## Document excerpt
+ + + + + + +

I would go right to avoid getting pushed into the wall on the left.


----------



## pinemnky13

I would go center cause my woman wants to


----------



## slavetotheflyrod

pinemnky13 said:


> If you want to bitch about Dogs then post on this thread:
> 
> http://www.mountainbuzz.com/forums/f14/dogs-in-westwater-canyon-34958.html
> 
> This is about running pumphouse


Uh, yeah, I gathered that by the title and all. I also happened to notice a few posts about dogs that drowned over the weekend due to the fact that some dumb fucks in this world don't know the first thing about reading water.

Lemmee sum it up like this - If you have to ask about pumphouse at high water YOU SHOULDN'T FUCKING GO! (dog or no dog)


----------



## ecarlson972

Lemmee sum it up like this - If you have to ask about pumphouse at high water YOU SHOULDN'T FUCKING GO! (dog or no dog)[/QUOTE]

I disagree with you on that one! The ones that are asking questions are the smart ones! The dumbasses that just show up with no knowledge no PFD's drunk before they are even on the river are the ones we need to be scared about.


----------



## zlgirl

I read that this stretch is really dangerous for people too. I was only saying that people should use pfds on their dogs. 

I dont raft very often but if I did everyone in my raft would have a pfd including my dog

Sad that some dogs died. Who knows, maybe it could not have been prevented. But maybe it could have too!


----------



## slavetotheflyrod

ecarlson972 said:


> Lemmee sum it up like this - If you have to ask about pumphouse at high water YOU SHOULDN'T FUCKING GO! (dog or no dog)


I disagree with you on that one! The ones that are asking questions are the smart ones! The dumbasses that just show up with no knowledge no PFD's drunk before they are even on the river are the ones we need to be scared about.[/QUOTE]

You're both right and wrong. 

You're right in as much as you're correct that it's prudent to get as much info as possible before attempting any run.

+ + + + + + +

Object position labeling entries:
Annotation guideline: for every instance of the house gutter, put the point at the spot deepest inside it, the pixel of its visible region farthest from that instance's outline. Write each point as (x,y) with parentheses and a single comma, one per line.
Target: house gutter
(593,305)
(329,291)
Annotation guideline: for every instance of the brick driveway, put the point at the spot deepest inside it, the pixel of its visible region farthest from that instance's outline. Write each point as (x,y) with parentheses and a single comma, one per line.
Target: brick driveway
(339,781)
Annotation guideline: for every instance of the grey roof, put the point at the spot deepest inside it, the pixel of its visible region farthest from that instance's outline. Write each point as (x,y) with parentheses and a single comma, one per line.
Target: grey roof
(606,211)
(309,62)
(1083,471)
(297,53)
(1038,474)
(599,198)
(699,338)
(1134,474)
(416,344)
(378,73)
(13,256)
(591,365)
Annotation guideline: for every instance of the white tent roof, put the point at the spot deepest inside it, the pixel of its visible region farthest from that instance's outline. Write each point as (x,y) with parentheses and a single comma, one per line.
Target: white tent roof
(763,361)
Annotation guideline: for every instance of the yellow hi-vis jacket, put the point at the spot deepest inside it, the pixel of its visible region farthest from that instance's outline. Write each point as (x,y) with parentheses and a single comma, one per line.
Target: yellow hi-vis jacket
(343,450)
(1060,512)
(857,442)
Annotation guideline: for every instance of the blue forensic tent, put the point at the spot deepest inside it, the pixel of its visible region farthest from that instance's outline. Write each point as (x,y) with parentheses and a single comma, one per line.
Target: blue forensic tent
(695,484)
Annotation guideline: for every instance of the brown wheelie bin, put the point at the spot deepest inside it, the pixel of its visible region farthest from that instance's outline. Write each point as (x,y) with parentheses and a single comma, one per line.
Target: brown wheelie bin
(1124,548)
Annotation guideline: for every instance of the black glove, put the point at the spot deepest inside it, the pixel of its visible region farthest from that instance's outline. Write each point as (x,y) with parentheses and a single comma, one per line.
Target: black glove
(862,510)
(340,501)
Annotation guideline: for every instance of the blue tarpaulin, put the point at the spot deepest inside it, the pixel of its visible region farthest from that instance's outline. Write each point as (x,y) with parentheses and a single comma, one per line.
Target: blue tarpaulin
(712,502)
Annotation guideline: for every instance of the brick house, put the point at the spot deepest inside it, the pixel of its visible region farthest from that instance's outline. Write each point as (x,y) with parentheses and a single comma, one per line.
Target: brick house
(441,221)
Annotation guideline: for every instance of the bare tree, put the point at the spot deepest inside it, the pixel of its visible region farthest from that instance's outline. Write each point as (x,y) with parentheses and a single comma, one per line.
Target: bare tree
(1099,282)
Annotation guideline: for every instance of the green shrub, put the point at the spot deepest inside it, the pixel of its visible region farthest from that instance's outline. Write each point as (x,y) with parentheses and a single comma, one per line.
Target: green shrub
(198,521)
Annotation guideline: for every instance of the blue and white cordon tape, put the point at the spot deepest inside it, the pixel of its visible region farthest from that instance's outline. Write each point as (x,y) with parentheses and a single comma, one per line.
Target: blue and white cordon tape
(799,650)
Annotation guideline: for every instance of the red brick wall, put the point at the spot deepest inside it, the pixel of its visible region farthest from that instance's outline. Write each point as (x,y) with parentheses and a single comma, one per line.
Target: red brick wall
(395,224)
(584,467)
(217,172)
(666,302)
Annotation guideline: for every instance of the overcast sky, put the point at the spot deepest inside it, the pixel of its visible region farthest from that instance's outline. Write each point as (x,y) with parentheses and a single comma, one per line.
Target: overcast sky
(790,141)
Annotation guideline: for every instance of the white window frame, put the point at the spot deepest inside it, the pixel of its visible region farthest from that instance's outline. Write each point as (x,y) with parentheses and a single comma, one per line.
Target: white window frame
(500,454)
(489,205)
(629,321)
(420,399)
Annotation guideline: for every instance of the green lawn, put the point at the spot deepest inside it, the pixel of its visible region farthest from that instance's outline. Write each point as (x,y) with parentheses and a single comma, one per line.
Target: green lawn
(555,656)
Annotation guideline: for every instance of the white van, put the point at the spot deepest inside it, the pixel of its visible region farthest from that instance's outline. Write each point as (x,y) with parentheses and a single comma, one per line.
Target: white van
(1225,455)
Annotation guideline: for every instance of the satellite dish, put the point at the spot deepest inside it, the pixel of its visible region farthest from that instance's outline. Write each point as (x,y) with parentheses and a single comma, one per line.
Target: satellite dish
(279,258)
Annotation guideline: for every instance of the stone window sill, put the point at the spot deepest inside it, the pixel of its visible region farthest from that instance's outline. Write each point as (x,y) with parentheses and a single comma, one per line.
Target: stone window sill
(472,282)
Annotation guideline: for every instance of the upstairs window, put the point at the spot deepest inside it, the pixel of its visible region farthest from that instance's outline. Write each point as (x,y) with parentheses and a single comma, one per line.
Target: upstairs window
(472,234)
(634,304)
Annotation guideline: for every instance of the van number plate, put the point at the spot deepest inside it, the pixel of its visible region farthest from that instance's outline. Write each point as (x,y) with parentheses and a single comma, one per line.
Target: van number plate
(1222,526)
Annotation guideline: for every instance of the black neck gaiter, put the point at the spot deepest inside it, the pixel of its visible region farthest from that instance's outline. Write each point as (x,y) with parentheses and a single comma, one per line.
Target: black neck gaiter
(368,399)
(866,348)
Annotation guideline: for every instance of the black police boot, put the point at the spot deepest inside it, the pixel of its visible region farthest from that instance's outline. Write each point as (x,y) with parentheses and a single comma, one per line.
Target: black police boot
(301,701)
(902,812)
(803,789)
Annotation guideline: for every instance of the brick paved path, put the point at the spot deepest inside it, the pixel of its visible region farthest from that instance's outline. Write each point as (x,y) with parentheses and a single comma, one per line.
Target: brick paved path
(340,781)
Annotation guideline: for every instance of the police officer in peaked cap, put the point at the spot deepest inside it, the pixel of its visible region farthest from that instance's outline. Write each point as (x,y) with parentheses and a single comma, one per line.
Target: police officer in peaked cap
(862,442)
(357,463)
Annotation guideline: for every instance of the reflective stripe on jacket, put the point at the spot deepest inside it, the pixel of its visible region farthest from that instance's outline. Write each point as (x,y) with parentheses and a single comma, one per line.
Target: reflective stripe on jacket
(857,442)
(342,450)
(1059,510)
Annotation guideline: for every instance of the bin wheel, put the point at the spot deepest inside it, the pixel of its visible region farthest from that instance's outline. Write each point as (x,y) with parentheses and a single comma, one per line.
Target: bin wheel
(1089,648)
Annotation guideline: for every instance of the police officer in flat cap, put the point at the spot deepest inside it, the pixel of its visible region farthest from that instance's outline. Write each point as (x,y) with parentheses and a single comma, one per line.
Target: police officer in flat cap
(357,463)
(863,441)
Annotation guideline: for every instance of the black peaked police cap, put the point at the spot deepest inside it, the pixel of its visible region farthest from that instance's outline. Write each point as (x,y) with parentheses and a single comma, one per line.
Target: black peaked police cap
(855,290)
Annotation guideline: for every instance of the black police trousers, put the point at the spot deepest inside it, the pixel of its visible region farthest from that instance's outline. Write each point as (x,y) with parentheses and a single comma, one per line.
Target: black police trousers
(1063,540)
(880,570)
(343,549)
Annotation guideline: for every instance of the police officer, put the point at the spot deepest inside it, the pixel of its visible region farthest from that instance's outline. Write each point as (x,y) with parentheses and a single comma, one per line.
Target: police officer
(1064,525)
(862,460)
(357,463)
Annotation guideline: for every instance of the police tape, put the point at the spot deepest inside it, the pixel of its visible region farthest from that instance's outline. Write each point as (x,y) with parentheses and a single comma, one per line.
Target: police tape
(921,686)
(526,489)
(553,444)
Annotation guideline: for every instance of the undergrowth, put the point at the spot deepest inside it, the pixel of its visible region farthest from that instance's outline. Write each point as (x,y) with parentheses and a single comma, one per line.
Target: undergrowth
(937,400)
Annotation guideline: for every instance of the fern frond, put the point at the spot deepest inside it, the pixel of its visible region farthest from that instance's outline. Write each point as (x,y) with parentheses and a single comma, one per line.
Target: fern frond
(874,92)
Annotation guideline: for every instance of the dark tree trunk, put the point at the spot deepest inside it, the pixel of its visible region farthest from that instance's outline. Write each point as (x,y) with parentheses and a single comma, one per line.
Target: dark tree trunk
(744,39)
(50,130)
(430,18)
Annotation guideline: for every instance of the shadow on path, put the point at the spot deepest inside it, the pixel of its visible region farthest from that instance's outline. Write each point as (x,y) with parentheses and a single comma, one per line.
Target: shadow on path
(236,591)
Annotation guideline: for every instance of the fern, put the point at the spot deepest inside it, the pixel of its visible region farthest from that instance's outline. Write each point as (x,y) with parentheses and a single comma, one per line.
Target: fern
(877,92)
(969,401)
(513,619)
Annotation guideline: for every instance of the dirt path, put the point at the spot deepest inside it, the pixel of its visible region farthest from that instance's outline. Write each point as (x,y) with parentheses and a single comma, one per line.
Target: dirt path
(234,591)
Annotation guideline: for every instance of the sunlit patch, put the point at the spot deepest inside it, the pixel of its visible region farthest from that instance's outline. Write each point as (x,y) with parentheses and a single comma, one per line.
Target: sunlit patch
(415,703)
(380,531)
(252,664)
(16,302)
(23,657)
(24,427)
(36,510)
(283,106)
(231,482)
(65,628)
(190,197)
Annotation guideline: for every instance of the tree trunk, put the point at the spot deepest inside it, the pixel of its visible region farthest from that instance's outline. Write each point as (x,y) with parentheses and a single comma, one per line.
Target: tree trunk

+ + + + + + +

## Given instruction A
Restate the paragraph of the rafting thread that opens "Uh, yeah, I gathered that" in fewer words, keeping its main points.
## Given instruction B
Give back the part of the rafting thread starting with "I dont raft" and going on through "could have too!", changing "pfd" to "life jacket".
Work from the rafting thread alone.

## Expected output A
The title made the topic clear. A few posts mentioned dogs that drowned over the weekend because some people don't know the first thing about reading water.

## Expected output B
I dont raft very often but if I did everyone in my raft would have a life jacket including my dog

Sad that some dogs died. Who knows, maybe it could not have been prevented. But maybe it could have too!